◆ **GIVEN INFORMATION**:
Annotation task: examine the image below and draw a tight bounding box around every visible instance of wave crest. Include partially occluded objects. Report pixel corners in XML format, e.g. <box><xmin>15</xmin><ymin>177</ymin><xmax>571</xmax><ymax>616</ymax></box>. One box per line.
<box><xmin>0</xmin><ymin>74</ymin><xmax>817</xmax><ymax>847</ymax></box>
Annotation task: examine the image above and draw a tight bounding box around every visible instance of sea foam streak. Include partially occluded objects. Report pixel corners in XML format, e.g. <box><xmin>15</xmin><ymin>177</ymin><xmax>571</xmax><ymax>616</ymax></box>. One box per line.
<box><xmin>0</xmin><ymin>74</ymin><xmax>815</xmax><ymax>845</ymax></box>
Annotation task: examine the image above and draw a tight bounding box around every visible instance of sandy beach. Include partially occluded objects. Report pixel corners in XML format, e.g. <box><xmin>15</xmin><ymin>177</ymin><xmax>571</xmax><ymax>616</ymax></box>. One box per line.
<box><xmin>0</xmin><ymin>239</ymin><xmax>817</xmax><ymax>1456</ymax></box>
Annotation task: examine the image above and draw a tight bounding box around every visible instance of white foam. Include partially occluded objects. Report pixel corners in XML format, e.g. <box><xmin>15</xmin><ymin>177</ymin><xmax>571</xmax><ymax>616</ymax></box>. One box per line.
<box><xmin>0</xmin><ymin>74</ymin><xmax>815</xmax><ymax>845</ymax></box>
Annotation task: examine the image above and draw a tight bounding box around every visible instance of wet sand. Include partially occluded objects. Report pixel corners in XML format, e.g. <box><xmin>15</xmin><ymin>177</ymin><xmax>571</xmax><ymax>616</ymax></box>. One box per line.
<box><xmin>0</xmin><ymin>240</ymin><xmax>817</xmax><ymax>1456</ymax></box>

◆ **WORK TO BE COMPLETED**: Count the lines in the rows above that contain the word "beach", and reply with only the number.

◆ **WRITTEN ANSWER**: 1